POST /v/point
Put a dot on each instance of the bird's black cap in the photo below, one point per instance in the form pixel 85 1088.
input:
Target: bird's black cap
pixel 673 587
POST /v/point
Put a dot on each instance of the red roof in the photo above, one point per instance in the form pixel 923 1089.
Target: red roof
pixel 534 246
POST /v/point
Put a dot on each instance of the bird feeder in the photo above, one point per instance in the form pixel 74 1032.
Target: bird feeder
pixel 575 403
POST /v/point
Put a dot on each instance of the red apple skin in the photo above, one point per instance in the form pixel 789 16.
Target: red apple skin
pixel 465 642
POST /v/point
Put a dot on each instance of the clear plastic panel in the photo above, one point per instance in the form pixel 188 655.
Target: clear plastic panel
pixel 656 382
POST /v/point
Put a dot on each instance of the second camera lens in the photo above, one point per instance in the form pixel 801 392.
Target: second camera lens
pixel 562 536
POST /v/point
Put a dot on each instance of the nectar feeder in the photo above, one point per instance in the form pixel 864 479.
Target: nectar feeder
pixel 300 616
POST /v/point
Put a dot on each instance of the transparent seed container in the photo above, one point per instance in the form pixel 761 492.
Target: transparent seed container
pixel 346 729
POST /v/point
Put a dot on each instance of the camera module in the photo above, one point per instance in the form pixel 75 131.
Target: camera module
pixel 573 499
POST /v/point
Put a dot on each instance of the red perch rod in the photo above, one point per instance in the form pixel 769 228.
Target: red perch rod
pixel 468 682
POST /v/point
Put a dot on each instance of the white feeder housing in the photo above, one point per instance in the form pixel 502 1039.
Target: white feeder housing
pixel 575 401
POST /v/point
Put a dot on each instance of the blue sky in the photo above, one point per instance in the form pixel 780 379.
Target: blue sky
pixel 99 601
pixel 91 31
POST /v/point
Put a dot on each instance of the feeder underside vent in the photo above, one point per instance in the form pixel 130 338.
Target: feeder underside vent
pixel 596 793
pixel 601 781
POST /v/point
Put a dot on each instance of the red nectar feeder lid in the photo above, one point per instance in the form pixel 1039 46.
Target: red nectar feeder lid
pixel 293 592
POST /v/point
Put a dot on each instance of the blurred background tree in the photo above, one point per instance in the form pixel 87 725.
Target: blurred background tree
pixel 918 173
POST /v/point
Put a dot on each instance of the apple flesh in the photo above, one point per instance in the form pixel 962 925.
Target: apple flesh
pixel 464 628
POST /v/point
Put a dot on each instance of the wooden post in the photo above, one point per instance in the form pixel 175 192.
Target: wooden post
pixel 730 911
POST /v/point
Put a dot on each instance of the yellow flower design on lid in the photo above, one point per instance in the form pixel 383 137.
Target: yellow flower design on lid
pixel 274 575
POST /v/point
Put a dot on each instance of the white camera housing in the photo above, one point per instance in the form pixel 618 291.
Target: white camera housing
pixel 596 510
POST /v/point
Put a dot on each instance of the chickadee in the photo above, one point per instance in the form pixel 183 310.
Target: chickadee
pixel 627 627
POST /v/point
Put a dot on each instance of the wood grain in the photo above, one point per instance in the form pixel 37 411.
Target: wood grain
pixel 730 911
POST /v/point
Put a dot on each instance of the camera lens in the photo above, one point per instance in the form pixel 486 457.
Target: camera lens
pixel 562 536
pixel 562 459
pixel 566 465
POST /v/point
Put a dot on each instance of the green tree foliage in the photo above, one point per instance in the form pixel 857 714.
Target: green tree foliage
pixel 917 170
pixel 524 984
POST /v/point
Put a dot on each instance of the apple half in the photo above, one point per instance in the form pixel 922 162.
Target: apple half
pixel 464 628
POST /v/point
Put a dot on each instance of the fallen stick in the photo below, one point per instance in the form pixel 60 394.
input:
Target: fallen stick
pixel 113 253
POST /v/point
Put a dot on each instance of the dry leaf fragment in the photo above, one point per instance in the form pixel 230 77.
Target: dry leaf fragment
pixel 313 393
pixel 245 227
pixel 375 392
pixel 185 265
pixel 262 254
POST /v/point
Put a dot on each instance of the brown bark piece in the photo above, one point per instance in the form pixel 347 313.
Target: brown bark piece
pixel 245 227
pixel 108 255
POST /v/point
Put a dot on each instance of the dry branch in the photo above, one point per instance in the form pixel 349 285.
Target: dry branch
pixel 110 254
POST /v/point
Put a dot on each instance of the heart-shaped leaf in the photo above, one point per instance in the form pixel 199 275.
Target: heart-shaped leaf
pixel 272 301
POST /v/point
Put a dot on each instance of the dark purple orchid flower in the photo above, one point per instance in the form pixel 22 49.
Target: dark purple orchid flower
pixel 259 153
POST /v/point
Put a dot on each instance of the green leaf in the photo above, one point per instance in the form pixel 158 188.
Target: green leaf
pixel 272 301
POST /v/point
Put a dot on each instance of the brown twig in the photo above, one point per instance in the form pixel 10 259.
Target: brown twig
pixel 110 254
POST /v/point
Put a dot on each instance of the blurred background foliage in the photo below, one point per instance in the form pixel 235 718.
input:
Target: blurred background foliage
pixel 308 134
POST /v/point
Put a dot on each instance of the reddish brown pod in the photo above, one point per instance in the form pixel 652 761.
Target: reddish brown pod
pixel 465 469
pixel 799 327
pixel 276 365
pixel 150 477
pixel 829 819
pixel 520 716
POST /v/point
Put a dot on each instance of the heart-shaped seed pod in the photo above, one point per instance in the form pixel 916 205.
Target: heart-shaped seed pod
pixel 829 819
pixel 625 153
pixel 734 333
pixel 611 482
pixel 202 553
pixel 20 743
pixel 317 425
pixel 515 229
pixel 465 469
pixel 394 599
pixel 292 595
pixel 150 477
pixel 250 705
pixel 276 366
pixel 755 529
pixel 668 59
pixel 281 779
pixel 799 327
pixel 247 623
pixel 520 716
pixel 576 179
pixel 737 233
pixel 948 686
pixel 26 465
============================================================
## Exercise requirements
Copy every one of the entries above word for word.

## Right answer
POST /v/point
Put a dot on each instance of the bird's black cap in the photo below, one point per instance in the form pixel 85 1088.
input:
Target: bird's black cap
pixel 673 587
POST /v/point
Put a dot on each instance of the red roof in the photo above, one point per instance in the form pixel 923 1089.
Target: red roof
pixel 534 246
POST /v/point
Put a dot on each instance of the bird feeder in the photo above, one point per instance in the form pixel 74 1032.
Target: bird feeder
pixel 575 403
POST /v/point
Put a dot on each instance of the red apple skin in the photo above, one point per instance in the form pixel 789 16.
Target: red apple skin
pixel 465 642
POST /v/point
Put a dot on each instance of the clear plastic panel in the photo above, one point per instance in the form pixel 188 655.
Target: clear plastic panel
pixel 656 382
POST /v/point
Put a dot on each instance of the second camera lens in the photo above, one point per instance in the form pixel 801 392.
Target: second camera lens
pixel 562 536
POST /v/point
Put a dot on each instance of the nectar feeder in the photo above, one point per instance in the form pixel 864 479.
Target: nectar feeder
pixel 300 616
POST /v/point
Put a dot on each instance of the transparent seed container in the photo above, one point per instance in the form pixel 761 492.
Target: transparent seed container
pixel 346 729
POST /v/point
Put a dot on each instance of the camera module in the photo above, one point per instance in the form pixel 75 131.
Target: camera module
pixel 573 499
POST /v/point
Put a dot on each instance of the red perch rod in the photo above, one point per instance in the form pixel 769 228.
Target: red perch rod
pixel 468 682
POST /v/point
Put a dot on each instance of the white feeder housing in the photo above, one point per instance in the form pixel 502 1039.
Target: white feeder housing
pixel 575 401
POST /v/point
Put a dot on each instance of the blue sky in the photo above, one point per instance in the form pixel 780 379.
Target: blue sky
pixel 99 601
pixel 91 31
POST /v/point
Put a dot on each instance of the feeder underside vent in the photo above, one point per instance in the form pixel 130 338.
Target: feeder underside vent
pixel 596 793
pixel 601 781
POST /v/point
Put a dot on each instance of the red nectar feeder lid in the photo above, one point per instance in the form pixel 1039 46.
Target: red nectar feeder lid
pixel 293 592
POST /v/point
Put a dot on each instance of the blurred background tree in the photo above, one point per instance in the form pixel 87 725.
Target: blurred background tree
pixel 918 173
POST /v/point
Put a dot on each instance of the apple flesh in the photo above, one point per instance in the form pixel 962 925.
Target: apple flesh
pixel 464 628
POST /v/point
Put a dot on each instance of the wooden post in the photo above, one point per instance in the form pixel 175 192.
Target: wooden post
pixel 730 911
POST /v/point
Put a dot on each instance of the yellow flower design on lid in the photo above, one point per instance in the form pixel 383 137.
Target: yellow flower design on lid
pixel 274 575
POST /v/point
Put a dot on each instance of the white camera housing in the photo above, one point per instance in the form pixel 618 291.
Target: white camera housing
pixel 596 510
POST /v/point
Put a dot on each instance of the chickadee in the photo above, one point per instance in the form pixel 183 310.
Target: chickadee
pixel 627 627
POST /v/point
Put a dot on each instance of the wood grain in the photo above, one point per instance in the form pixel 37 411.
Target: wood grain
pixel 730 911
POST /v/point
Put a dot on each instance of the camera lens in the photo above, one point per instance in the form pixel 486 457.
Target: camera lens
pixel 562 536
pixel 562 459
pixel 566 465
POST /v/point
Put a dot on each instance of the green tree foliage in the photo above, one point per instance in the form pixel 857 714.
Target: green tree foliage
pixel 917 170
pixel 524 984
POST /v/point
Put a dot on each instance of the apple half in the photo above, one point per instance in the form pixel 922 162.
Target: apple half
pixel 464 628
POST /v/point
Put a dot on each instance of the fallen stick in the photo below, one point per instance in the form pixel 60 394.
input:
Target: fallen stick
pixel 113 253
POST /v/point
Put a dot on each instance of the dry leaf fragment in the photo above, one point per instance in the form pixel 230 77.
Target: dry leaf fragment
pixel 313 393
pixel 245 227
pixel 375 392
pixel 185 265
pixel 262 254
POST /v/point
Put a dot on each instance of the brown bark piece in the photo above, one point per instance in the form pixel 347 313.
Target: brown bark piece
pixel 245 227
pixel 108 255
POST /v/point
Put a dot on each instance of the dry branch in the photo above, one point per instance in the form pixel 349 285.
Target: dry branch
pixel 110 254
POST /v/point
Put a dot on each instance of the heart-shaped leaf in the photo above, one point per instance in the form pixel 199 275.
Target: heart-shaped leaf
pixel 272 301
POST /v/point
Put a dot on each instance of the dark purple orchid flower in the photo above, one point per instance in the form pixel 22 49.
Target: dark purple orchid flower
pixel 259 153
POST /v/point
Put a dot on each instance of the green leaf in the photo above, one point per instance in the form pixel 158 188.
Target: green leaf
pixel 272 301
POST /v/point
Put a dot on each instance of the brown twig in the photo above, one point per instance in the form pixel 10 259.
Target: brown twig
pixel 110 254
POST /v/point
Put a dot on each instance of the blurred background foliage in the photo below, one point per instance in the form pixel 235 718.
input:
Target: blurred background foliage
pixel 308 134
POST /v/point
Put a dot on each instance of the reddish brown pod in the photo above, one point per instance in the form pixel 652 761.
Target: reddish brown pod
pixel 465 469
pixel 799 327
pixel 276 365
pixel 150 477
pixel 829 819
pixel 520 716
POST /v/point
Put a dot on each instance of the heart-shaped seed pod in the photo above, one point per instance in the form pixel 916 205.
Target: heart-shaped seed pod
pixel 829 819
pixel 625 153
pixel 734 333
pixel 611 482
pixel 202 553
pixel 20 743
pixel 317 425
pixel 515 229
pixel 465 469
pixel 394 599
pixel 292 595
pixel 150 477
pixel 250 705
pixel 276 366
pixel 755 529
pixel 668 59
pixel 281 779
pixel 799 327
pixel 247 623
pixel 520 716
pixel 576 179
pixel 737 233
pixel 948 686
pixel 26 465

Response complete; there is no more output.